## Given text
## begin

Gotham’s broker finally received the misdirected counter-offer on 20 July and briefly acknowledged receipt, but Gotham’s principals did not review it immediately. They only discussed it on 22 July. Gotham then sought a Word version and considered making its own counter-proposal. The company did not sign the VDB counter-offer until 24 July 2020, yet it backdated the signature to 21 July 2020 in an attempt, by admission of its principal, to avoid appearing “in bad faith” for being out of time.
Key contractual clauses and timing conditions
Although the case is not about an insurance policy, it turns heavily on contractual terms that function like strict “policy conditions.” Both Gotham’s original offer and VDB’s counter-offer used hard calendar dates and specific times for acceptance rather than a certain number of days following transmission or receipt. Time was expressly “of the essence,” which in Québec civil law underscores the strictness of deadlines in a commercial transaction for immovables. Gotham argued that the parties had effectively envisaged a six-day delay from reception to respond, pointing to the fact that the expiry dates in both the original offer and the counter-offer were six days after the signing dates. The Superior Court rejected this reading, emphasizing that the text of the instruments did not speak in terms of “x days from receipt” but specified an explicit date and hour; a clear deadline clause cannot be reinterpreted in a flexible way.

## end

Image object location rows
## begin

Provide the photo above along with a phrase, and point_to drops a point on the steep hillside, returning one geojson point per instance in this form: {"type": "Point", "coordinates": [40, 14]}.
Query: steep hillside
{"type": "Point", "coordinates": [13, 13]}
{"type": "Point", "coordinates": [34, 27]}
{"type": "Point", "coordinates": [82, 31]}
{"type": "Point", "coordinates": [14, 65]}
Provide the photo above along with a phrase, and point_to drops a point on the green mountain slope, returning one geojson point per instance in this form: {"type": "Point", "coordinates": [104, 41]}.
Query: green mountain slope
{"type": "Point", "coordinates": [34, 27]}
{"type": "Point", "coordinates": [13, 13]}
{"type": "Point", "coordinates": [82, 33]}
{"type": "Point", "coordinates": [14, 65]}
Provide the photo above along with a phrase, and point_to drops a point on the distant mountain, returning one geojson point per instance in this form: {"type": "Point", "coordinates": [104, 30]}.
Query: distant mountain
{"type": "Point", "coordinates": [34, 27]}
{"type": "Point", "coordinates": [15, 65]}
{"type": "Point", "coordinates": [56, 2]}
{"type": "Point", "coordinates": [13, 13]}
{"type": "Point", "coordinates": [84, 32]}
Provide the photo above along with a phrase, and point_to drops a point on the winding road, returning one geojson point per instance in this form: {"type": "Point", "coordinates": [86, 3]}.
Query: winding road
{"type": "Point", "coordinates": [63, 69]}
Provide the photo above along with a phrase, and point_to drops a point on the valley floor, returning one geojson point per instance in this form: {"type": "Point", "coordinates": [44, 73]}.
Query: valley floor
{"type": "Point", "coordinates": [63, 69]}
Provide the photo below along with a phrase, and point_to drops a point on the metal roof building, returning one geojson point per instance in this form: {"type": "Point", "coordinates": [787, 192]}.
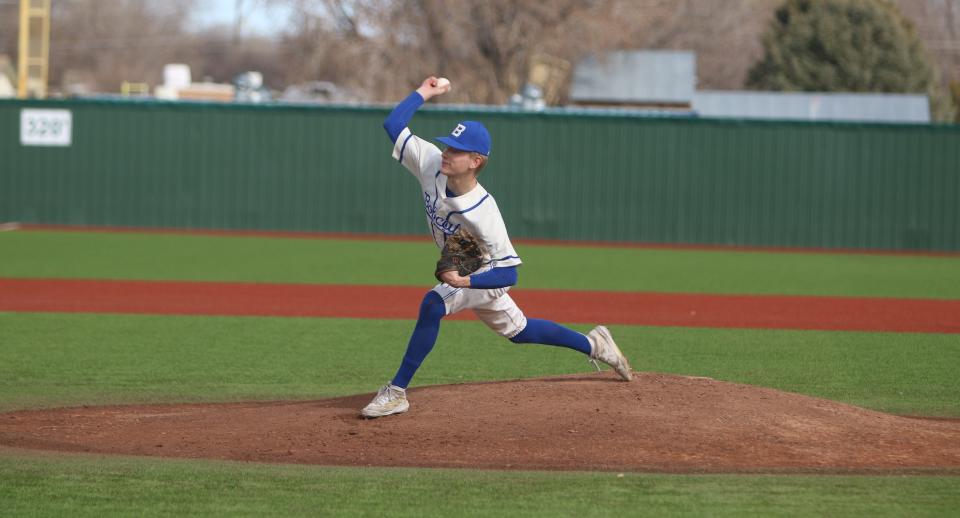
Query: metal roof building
{"type": "Point", "coordinates": [644, 80]}
{"type": "Point", "coordinates": [860, 107]}
{"type": "Point", "coordinates": [636, 77]}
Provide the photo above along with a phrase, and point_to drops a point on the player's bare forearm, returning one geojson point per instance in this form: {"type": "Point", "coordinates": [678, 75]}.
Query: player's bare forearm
{"type": "Point", "coordinates": [454, 279]}
{"type": "Point", "coordinates": [431, 87]}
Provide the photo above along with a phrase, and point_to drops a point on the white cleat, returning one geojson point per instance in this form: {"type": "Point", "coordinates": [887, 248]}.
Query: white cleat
{"type": "Point", "coordinates": [390, 400]}
{"type": "Point", "coordinates": [603, 348]}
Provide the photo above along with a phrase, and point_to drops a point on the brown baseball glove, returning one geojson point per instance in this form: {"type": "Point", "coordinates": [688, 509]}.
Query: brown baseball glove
{"type": "Point", "coordinates": [461, 252]}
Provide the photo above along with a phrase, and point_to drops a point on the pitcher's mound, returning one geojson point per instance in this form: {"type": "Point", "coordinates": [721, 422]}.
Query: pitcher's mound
{"type": "Point", "coordinates": [655, 423]}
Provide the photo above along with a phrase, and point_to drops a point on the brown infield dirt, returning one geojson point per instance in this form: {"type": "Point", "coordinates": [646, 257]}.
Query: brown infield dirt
{"type": "Point", "coordinates": [656, 423]}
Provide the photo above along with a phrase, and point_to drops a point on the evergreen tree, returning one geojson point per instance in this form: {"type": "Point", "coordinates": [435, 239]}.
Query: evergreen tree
{"type": "Point", "coordinates": [846, 46]}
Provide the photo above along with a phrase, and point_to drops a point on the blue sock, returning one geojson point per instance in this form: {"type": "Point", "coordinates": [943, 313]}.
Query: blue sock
{"type": "Point", "coordinates": [432, 309]}
{"type": "Point", "coordinates": [550, 333]}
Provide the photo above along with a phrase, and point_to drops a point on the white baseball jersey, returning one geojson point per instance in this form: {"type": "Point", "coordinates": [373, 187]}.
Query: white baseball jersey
{"type": "Point", "coordinates": [476, 210]}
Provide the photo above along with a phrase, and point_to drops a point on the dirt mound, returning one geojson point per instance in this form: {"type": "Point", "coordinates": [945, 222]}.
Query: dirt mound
{"type": "Point", "coordinates": [655, 423]}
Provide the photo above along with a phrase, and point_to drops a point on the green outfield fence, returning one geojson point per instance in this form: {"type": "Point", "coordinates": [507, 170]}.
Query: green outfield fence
{"type": "Point", "coordinates": [576, 176]}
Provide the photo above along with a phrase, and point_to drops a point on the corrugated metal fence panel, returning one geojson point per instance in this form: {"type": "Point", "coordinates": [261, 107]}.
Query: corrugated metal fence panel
{"type": "Point", "coordinates": [582, 177]}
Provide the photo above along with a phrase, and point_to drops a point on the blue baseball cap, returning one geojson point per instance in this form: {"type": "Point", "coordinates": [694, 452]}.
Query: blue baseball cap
{"type": "Point", "coordinates": [469, 136]}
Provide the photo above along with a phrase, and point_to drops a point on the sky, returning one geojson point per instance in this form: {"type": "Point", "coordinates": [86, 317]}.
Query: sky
{"type": "Point", "coordinates": [260, 20]}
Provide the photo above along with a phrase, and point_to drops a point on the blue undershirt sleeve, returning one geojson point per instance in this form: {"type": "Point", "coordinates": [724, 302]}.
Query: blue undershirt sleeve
{"type": "Point", "coordinates": [401, 115]}
{"type": "Point", "coordinates": [494, 278]}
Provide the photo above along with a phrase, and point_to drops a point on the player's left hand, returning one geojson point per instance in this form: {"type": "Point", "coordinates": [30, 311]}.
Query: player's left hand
{"type": "Point", "coordinates": [454, 279]}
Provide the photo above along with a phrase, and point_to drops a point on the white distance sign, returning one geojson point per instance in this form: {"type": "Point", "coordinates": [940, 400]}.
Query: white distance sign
{"type": "Point", "coordinates": [46, 127]}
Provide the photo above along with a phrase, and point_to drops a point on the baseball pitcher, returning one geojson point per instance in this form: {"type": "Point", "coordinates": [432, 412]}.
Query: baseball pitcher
{"type": "Point", "coordinates": [478, 263]}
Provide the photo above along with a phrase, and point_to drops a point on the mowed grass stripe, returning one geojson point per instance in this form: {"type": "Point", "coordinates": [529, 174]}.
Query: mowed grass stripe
{"type": "Point", "coordinates": [104, 255]}
{"type": "Point", "coordinates": [73, 359]}
{"type": "Point", "coordinates": [81, 485]}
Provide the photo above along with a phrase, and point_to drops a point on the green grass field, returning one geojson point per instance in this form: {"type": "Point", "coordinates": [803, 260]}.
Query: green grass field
{"type": "Point", "coordinates": [73, 359]}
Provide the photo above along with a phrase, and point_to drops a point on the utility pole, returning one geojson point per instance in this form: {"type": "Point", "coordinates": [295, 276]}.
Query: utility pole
{"type": "Point", "coordinates": [34, 51]}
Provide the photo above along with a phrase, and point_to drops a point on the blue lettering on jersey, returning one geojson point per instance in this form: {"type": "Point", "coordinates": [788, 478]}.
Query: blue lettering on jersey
{"type": "Point", "coordinates": [439, 222]}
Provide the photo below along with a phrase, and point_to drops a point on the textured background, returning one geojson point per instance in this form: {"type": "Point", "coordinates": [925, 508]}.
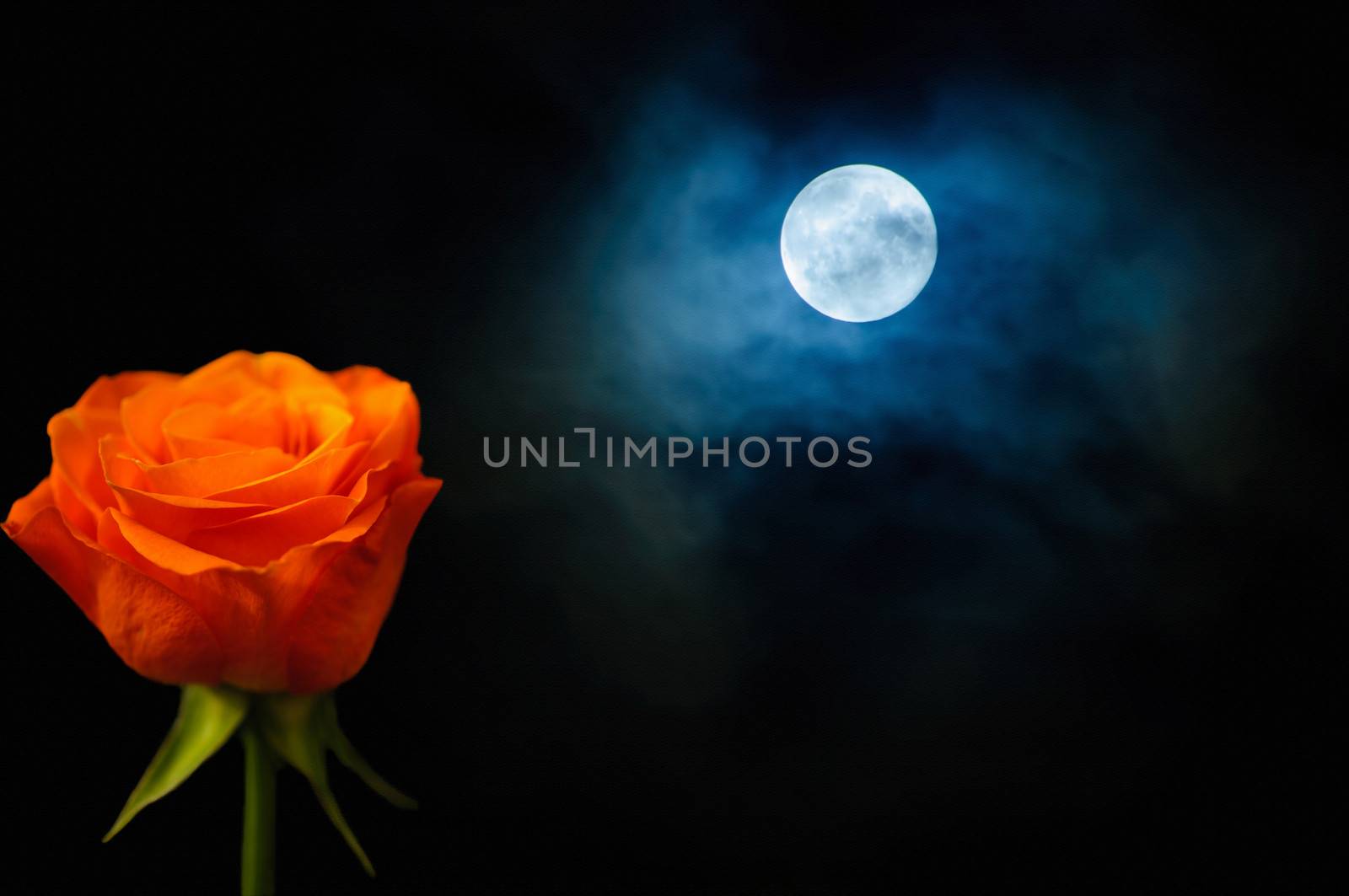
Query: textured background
{"type": "Point", "coordinates": [1062, 632]}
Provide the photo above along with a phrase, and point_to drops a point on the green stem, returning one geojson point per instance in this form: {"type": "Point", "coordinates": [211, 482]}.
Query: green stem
{"type": "Point", "coordinates": [260, 853]}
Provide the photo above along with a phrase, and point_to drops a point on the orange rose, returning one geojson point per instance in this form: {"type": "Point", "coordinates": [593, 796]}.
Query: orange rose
{"type": "Point", "coordinates": [245, 523]}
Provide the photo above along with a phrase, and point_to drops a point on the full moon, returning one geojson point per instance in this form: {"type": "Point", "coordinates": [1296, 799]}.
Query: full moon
{"type": "Point", "coordinates": [858, 243]}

## end

## Tasks and exercises
a: Change "photo" to "image" in the rows, everything from the line containing "on the textured" down to the end of the rows, keeping all else the same and leaving the pictures out.
b: Go on with the account of the Gotham and VDB counter-offer dispute from the point where it stops.

## Expected responses
a:
Provide the image below along with a phrase, and point_to drops a point on the textured background, returning one geojson point per instance in this form: {"type": "Point", "coordinates": [925, 508]}.
Query: textured background
{"type": "Point", "coordinates": [1062, 632]}
Provide the image above along with a phrase, and point_to drops a point on the green stem, returning one geojson point per instance in this form: {"type": "Point", "coordinates": [211, 482]}.
Query: green stem
{"type": "Point", "coordinates": [260, 853]}
Provide the image above along with a phrase, and point_to drops a point on the orange rose, returning one geojson point per instance in this form: {"type": "Point", "coordinates": [593, 796]}.
Query: orange rose
{"type": "Point", "coordinates": [245, 523]}
Provide the image above along with a phrase, and point_to drops a point on the full moon, returning one geojson point per instance in this form: {"type": "Point", "coordinates": [1296, 799]}.
Query: full moon
{"type": "Point", "coordinates": [858, 243]}

b:
Another critical clause in VDB’s counter-offer concerned the structure of the 9,800,000 $ purchase price. It required Gotham to “make a deposit” of 100,000 $ to its notary in trust within five business days of acceptance and to “provide proof thereof” to VDB in the same delay, with the balance of 9,700,000 $ payable at closing. The Court treated these words as creating imperative conditions for a binding promise of sale, not mere logistical modalities. Gotham never made the 100,000 $ deposit within the stipulated time and did not furnish proof to VDB, which the Court found to be a fatal non-compliance with an essential term of the counter-offer.
Alleged lack of good faith and conduct of the parties
Gotham’s central theory was that VDB and its broker had breached their civil law duty of good faith, as codified in articles 6, 7, 1375 and 2805 C.c.Q., during the negotiation stage. Gotham maintained that VDB should have proactively explained the series of email errors, highlighted that only roughly 24 hours remained to accept the counter-offer, and fully disclosed that it had already accepted a conditional third-party promise from Groupe Dumont. Gotham argued that had it known both the tightness of the deadline and the existence of the competing accepted offer, it would have accepted the counter-offer promptly.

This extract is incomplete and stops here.